§ Source document:
Iván Jaime Pajuelo (born 26 September 2000) is a Spanish footballer who plays for Famalicão as a central midfielder.

Club career

Málaga
Born in Málaga, Andalusia, Jaime joined Málaga CF's youth setup in 2011. He made his senior debut with the reserves on 26 November 2017, coming on as a first-half substitute in a 1–0 Tercera División away win against Villacarrillo CF.

On 11 September 2018, fifteen days shy of his 18th birthday, Jaime made his first-team debut by replacing fellow debutant Abdel Abqar in a 1–2 home loss against UD Almería for the season's Copa del Rey. He scored his first senior goal on 25 November, netting the opener or the B's through a penalty kick in a 2–1 home defeat of Atlético Sanluqueño CF in the Segunda División B championship.

On 28 February 2019, Jaime renewed his contract with the Blanquiazules until 2022. He made his Segunda División debut on 12 June of the following year, replacing fellow youth graduate Luis Muñoz late into a 1–3 home loss against SD Huesca.

§ Dataset records:
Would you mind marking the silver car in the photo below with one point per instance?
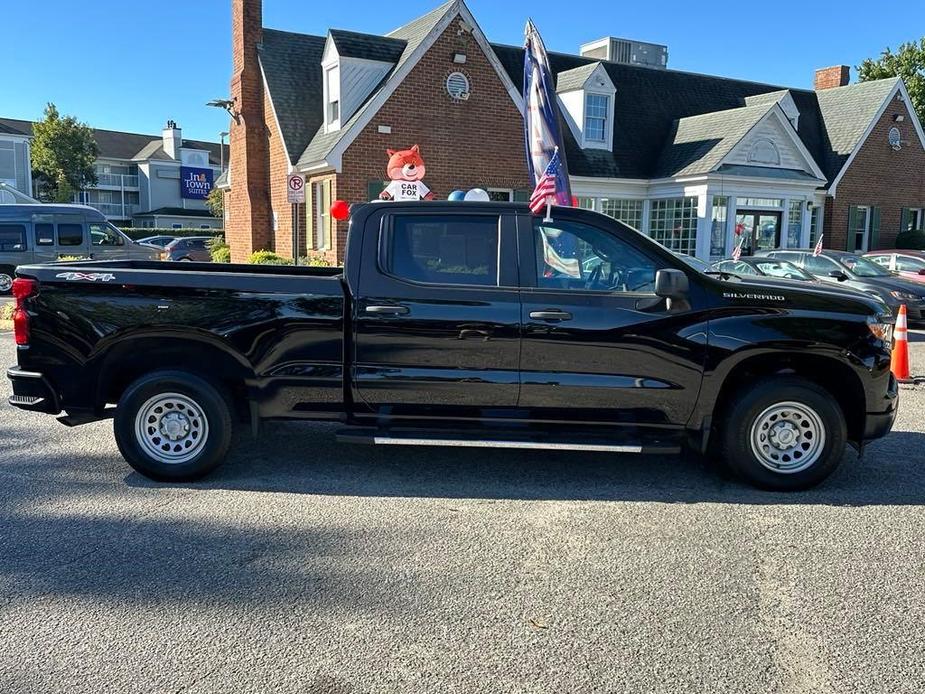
(45, 233)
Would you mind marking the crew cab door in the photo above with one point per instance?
(598, 344)
(437, 313)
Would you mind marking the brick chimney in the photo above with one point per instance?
(249, 221)
(830, 77)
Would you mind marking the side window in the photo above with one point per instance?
(444, 250)
(818, 265)
(12, 238)
(70, 234)
(44, 234)
(571, 255)
(105, 235)
(908, 264)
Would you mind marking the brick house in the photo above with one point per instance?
(693, 160)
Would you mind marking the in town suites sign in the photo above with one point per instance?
(195, 183)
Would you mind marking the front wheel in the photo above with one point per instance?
(784, 434)
(173, 426)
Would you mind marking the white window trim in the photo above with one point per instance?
(331, 125)
(866, 243)
(607, 142)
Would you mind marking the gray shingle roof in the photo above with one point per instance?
(413, 34)
(351, 44)
(575, 78)
(650, 104)
(292, 65)
(846, 112)
(698, 144)
(114, 144)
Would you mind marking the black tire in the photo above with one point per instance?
(7, 274)
(766, 400)
(184, 395)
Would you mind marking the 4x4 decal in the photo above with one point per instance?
(86, 276)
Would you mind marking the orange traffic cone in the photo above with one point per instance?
(899, 361)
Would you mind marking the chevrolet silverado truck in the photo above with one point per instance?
(461, 324)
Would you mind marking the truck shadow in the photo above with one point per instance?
(305, 459)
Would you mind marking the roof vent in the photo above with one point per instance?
(627, 51)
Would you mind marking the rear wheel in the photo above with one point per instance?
(173, 426)
(784, 434)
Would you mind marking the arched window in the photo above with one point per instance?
(764, 152)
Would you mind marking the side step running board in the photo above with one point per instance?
(387, 438)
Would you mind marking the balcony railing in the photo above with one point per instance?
(114, 209)
(116, 181)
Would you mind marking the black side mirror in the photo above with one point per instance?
(671, 284)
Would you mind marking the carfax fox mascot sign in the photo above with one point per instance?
(406, 170)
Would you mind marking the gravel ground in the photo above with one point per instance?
(307, 566)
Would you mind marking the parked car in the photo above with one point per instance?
(189, 248)
(462, 324)
(766, 267)
(159, 241)
(693, 261)
(908, 264)
(849, 270)
(43, 233)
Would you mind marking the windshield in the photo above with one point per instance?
(862, 267)
(781, 268)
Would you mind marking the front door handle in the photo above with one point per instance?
(551, 315)
(389, 310)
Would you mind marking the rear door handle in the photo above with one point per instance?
(551, 315)
(389, 310)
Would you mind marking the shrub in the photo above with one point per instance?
(220, 251)
(911, 240)
(315, 261)
(267, 258)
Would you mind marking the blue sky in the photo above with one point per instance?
(132, 65)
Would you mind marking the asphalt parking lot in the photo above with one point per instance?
(308, 566)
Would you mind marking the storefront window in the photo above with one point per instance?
(759, 202)
(625, 210)
(814, 217)
(673, 223)
(586, 203)
(718, 227)
(794, 223)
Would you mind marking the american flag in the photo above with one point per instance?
(546, 187)
(817, 251)
(737, 251)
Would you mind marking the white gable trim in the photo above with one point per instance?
(279, 130)
(369, 111)
(901, 89)
(778, 113)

§ Complete the following:
(a) Reproduce word for word the passage of the biography above from "Iván Jaime Pajuelo" to "División B championship.".
(b) Based on the biography above, is each statement true? Answer yes or no and quote the words that decide it. (i) Jaime joined Málaga CF's youth setup in 2011. (ii) Jaime's first-team debut came in a league match against UD Almería. (iii) In February 2019, Jaime extended his contract until 2023.

§ Answers to the exercises:
(a)
Iván Jaime Pajuelo (born 26 September 2000) is a Spanish footballer who plays for Famalicão as a central midfielder.

Club career

Málaga
Born in Málaga, Andalusia, Jaime joined Málaga CF's youth setup in 2011. He made his senior debut with the reserves on 26 November 2017, coming on as a first-half substitute in a 1–0 Tercera División away win against Villacarrillo CF.

On 11 September 2018, fifteen days shy of his 18th birthday, Jaime made his first-team debut by replacing fellow debutant Abdel Abqar in a 1–2 home loss against UD Almería for the season's Copa del Rey. He scored his first senior goal on 25 November, netting the opener or the B's through a penalty kick in a 2–1 home defeat of Atlético Sanluqueño CF in the Segunda División B championship.

(b)
(i) Yes: "Jaime joined Málaga CF's youth setup in 2011."
(ii) No: "in a 1–2 home loss against UD Almería for the season's Copa del Rey."
(iii) No: "Jaime renewed his contract with the Blanquiazules until 2022."